Assignment: An exact copy of every entry is what's needed, so please transcribe them all.

Data to examine:
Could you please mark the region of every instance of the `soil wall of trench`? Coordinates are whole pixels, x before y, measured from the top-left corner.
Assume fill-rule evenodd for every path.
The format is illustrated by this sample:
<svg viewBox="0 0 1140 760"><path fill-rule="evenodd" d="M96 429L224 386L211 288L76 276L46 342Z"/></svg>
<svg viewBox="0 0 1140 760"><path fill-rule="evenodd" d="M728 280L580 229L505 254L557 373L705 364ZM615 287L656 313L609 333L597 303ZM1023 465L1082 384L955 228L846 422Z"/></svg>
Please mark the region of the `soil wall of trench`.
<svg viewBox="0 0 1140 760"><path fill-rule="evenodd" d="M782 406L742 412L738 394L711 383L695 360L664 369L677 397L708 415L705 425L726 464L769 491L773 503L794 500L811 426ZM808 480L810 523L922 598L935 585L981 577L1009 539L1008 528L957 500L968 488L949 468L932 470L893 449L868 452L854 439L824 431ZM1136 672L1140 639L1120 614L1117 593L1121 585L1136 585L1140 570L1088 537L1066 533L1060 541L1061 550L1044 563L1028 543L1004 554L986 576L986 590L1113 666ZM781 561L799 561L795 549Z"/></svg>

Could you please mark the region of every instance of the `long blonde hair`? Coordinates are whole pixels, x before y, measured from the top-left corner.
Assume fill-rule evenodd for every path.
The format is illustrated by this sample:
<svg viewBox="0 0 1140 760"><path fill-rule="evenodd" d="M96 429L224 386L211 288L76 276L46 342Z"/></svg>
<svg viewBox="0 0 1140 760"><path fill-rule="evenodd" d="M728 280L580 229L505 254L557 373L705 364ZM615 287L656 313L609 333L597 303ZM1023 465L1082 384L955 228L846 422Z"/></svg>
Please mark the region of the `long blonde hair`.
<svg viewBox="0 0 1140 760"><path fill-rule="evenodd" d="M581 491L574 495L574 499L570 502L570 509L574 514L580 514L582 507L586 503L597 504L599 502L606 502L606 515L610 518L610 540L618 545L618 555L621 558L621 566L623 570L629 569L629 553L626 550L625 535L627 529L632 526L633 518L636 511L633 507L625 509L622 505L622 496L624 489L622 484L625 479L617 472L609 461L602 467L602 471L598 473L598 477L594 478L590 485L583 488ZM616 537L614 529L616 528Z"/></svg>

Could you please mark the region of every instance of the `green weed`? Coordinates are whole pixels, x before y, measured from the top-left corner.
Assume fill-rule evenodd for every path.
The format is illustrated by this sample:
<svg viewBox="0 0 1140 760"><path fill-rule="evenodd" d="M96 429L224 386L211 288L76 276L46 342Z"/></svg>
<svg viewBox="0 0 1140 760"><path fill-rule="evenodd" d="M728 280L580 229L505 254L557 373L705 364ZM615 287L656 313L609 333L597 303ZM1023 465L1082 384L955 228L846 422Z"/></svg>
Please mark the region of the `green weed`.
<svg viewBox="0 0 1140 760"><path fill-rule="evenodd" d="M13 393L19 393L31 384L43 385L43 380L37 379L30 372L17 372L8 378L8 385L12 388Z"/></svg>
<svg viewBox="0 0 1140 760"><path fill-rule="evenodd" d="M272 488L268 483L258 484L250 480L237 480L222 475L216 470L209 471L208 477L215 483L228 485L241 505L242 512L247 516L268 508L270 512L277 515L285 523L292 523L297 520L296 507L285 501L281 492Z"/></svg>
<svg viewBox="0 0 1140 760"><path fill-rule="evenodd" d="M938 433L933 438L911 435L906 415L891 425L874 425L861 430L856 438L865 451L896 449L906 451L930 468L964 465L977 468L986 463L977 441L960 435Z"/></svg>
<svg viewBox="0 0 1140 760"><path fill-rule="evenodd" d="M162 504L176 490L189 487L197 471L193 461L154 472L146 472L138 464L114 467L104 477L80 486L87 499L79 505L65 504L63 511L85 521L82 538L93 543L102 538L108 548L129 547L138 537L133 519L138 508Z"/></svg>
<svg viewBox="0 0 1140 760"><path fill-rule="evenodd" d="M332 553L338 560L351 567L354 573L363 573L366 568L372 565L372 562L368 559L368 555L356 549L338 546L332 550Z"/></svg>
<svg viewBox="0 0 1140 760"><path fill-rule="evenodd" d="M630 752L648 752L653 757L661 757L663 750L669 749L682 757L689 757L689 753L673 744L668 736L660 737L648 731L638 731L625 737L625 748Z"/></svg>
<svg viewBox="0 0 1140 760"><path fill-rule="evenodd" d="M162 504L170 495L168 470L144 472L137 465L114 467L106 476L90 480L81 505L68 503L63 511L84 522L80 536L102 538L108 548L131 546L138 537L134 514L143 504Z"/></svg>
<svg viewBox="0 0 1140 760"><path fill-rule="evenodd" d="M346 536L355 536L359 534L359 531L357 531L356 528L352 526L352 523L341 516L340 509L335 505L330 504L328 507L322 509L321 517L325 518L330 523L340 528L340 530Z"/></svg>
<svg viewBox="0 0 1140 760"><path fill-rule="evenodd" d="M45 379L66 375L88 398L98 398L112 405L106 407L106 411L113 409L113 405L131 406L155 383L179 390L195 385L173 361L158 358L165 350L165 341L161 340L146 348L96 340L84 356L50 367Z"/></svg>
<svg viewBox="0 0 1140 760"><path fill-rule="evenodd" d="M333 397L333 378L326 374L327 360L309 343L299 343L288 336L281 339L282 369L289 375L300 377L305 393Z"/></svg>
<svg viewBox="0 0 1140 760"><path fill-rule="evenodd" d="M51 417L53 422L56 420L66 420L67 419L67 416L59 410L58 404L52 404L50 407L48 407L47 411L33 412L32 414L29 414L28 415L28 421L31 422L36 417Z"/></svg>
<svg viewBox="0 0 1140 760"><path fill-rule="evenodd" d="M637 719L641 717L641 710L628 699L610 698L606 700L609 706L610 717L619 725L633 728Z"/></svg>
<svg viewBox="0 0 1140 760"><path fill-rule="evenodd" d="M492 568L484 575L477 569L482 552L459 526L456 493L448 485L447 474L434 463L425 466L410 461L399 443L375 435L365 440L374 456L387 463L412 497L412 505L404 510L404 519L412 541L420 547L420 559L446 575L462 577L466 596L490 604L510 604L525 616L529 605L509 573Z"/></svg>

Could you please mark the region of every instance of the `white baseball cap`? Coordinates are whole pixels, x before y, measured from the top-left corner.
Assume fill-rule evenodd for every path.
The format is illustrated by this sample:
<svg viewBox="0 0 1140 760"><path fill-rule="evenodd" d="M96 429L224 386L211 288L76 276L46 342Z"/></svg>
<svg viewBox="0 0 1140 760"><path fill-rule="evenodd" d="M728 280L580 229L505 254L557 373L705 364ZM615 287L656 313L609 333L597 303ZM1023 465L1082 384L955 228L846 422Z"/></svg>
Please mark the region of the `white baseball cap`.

The answer:
Could you please mark the region of every instance of the `soil wall of trench`? Coordinates are whole pixels, x before y, measured from the top-left corner.
Assume fill-rule evenodd for every path.
The format is illustrated by this sample:
<svg viewBox="0 0 1140 760"><path fill-rule="evenodd" d="M96 429L224 386L211 288L76 276L46 342Z"/></svg>
<svg viewBox="0 0 1140 760"><path fill-rule="evenodd" d="M728 280L580 229L505 254L557 373L705 364ZM615 287L656 313L609 333L597 303ZM1023 465L1082 384L955 228L846 422Z"/></svg>
Please mark the region of the `soil wall of trench`.
<svg viewBox="0 0 1140 760"><path fill-rule="evenodd" d="M782 406L742 412L738 394L711 383L695 360L664 369L677 397L708 415L705 425L726 464L769 491L773 503L794 500L811 426ZM808 480L810 523L922 598L935 585L981 577L1009 539L1008 528L957 500L968 488L949 468L932 470L893 449L868 452L854 439L824 431ZM1136 672L1140 639L1120 614L1117 593L1121 585L1136 585L1140 570L1088 537L1066 533L1060 541L1061 550L1044 563L1028 543L1004 554L986 576L986 590L1113 666ZM781 561L799 561L795 549Z"/></svg>

Could you please mark the region of every instance of the `long blonde hair`? Coordinates are whole pixels, x before y, measured from the top-left corner.
Assume fill-rule evenodd for every path.
The format is illustrated by this sample:
<svg viewBox="0 0 1140 760"><path fill-rule="evenodd" d="M96 429L224 386L211 288L76 276L46 342Z"/></svg>
<svg viewBox="0 0 1140 760"><path fill-rule="evenodd" d="M728 280L580 229L505 254L557 373L705 364ZM615 287L656 313L609 333L597 303ZM1023 465L1082 384L955 228L846 422Z"/></svg>
Please mark the region of the `long blonde hair`.
<svg viewBox="0 0 1140 760"><path fill-rule="evenodd" d="M581 491L574 495L574 499L570 502L570 509L574 514L580 514L582 507L586 503L597 504L599 502L606 502L606 515L610 518L610 540L618 545L618 555L621 558L621 566L623 570L629 569L629 553L626 550L625 535L627 529L632 526L633 518L636 511L633 507L625 509L622 505L622 496L624 489L622 484L625 479L617 472L609 461L602 467L602 471L598 473L598 477L594 478L590 485L583 488ZM616 537L614 529L616 528Z"/></svg>

Could you please mark the region of every instance of the `green weed`? Coordinates are whole pixels, x before y, measured from the top-left corner.
Assume fill-rule evenodd for every path.
The format is illustrated by this sample:
<svg viewBox="0 0 1140 760"><path fill-rule="evenodd" d="M96 429L224 386L211 288L76 276L46 342Z"/></svg>
<svg viewBox="0 0 1140 760"><path fill-rule="evenodd" d="M728 280L580 229L505 254L557 373L705 364ZM615 287L656 313L609 333L597 303ZM1023 465L1082 384L955 228L846 422Z"/></svg>
Please mark the region of the `green weed`.
<svg viewBox="0 0 1140 760"><path fill-rule="evenodd" d="M13 393L19 393L31 384L43 385L43 380L37 379L30 372L17 372L8 378L8 385L12 388Z"/></svg>
<svg viewBox="0 0 1140 760"><path fill-rule="evenodd" d="M272 488L268 483L258 484L250 480L237 480L222 475L216 470L209 471L208 477L215 483L228 485L241 505L242 512L247 516L268 508L270 512L277 515L285 523L292 523L297 520L296 507L285 501L281 492Z"/></svg>
<svg viewBox="0 0 1140 760"><path fill-rule="evenodd" d="M938 433L933 438L911 435L906 415L891 425L874 425L861 430L856 438L865 451L896 449L906 451L930 468L964 465L977 468L986 463L977 441L960 435Z"/></svg>
<svg viewBox="0 0 1140 760"><path fill-rule="evenodd" d="M162 504L176 490L189 487L197 471L193 461L154 472L146 472L138 464L114 467L104 477L80 486L87 499L79 505L65 504L63 511L85 521L82 538L93 543L102 538L108 548L129 547L138 537L133 519L138 508Z"/></svg>
<svg viewBox="0 0 1140 760"><path fill-rule="evenodd" d="M332 553L338 560L351 567L354 573L363 573L366 568L372 565L372 562L368 559L368 555L356 549L338 546L332 550Z"/></svg>
<svg viewBox="0 0 1140 760"><path fill-rule="evenodd" d="M630 752L648 752L653 757L661 757L663 750L669 749L682 757L689 757L689 753L673 744L668 736L660 737L648 731L638 731L625 737L625 748Z"/></svg>
<svg viewBox="0 0 1140 760"><path fill-rule="evenodd" d="M162 504L170 495L168 470L144 472L137 465L114 467L106 476L90 480L81 505L68 503L63 511L84 522L80 536L102 538L108 548L131 546L138 537L134 514L143 504Z"/></svg>
<svg viewBox="0 0 1140 760"><path fill-rule="evenodd" d="M346 536L355 536L359 534L359 531L357 531L356 528L352 526L352 523L341 516L340 509L335 505L330 504L328 507L322 509L321 517L325 518L330 523L340 528L340 530Z"/></svg>
<svg viewBox="0 0 1140 760"><path fill-rule="evenodd" d="M45 379L66 375L88 398L98 398L112 405L106 407L106 411L113 409L113 405L131 406L155 383L179 390L195 385L173 361L158 358L165 350L165 341L161 340L146 348L96 340L84 356L50 367Z"/></svg>
<svg viewBox="0 0 1140 760"><path fill-rule="evenodd" d="M333 397L333 378L326 374L327 360L309 343L299 343L288 336L281 339L282 369L289 375L300 377L305 393Z"/></svg>
<svg viewBox="0 0 1140 760"><path fill-rule="evenodd" d="M51 417L53 422L56 420L66 420L67 419L67 416L59 410L58 404L52 404L50 407L48 407L47 411L33 412L32 414L29 414L28 415L28 421L31 422L36 417Z"/></svg>
<svg viewBox="0 0 1140 760"><path fill-rule="evenodd" d="M637 719L641 717L641 710L628 699L610 698L606 700L609 706L610 717L619 725L633 728Z"/></svg>
<svg viewBox="0 0 1140 760"><path fill-rule="evenodd" d="M492 568L484 575L477 569L482 552L459 526L456 493L448 485L447 474L434 463L425 466L410 461L399 443L375 435L365 440L374 456L387 463L412 497L412 505L404 510L404 519L412 541L420 547L420 559L446 575L462 577L466 596L490 604L510 604L525 616L529 605L509 573Z"/></svg>

Could you please mark the region of every instance of the `white baseball cap`? Coordinates are whole pixels, x before y, measured from the top-left corner.
Assume fill-rule evenodd for every path.
The format is illustrated by this sample:
<svg viewBox="0 0 1140 760"><path fill-rule="evenodd" d="M96 429L224 386L211 288L76 276L46 342Z"/></svg>
<svg viewBox="0 0 1140 760"><path fill-rule="evenodd" d="M728 280L580 229L505 254L557 373L705 364ZM615 287L656 313L609 333L597 303ZM1023 465L1082 384L955 228L846 422Z"/></svg>
Please mark the region of the `white baseball cap`.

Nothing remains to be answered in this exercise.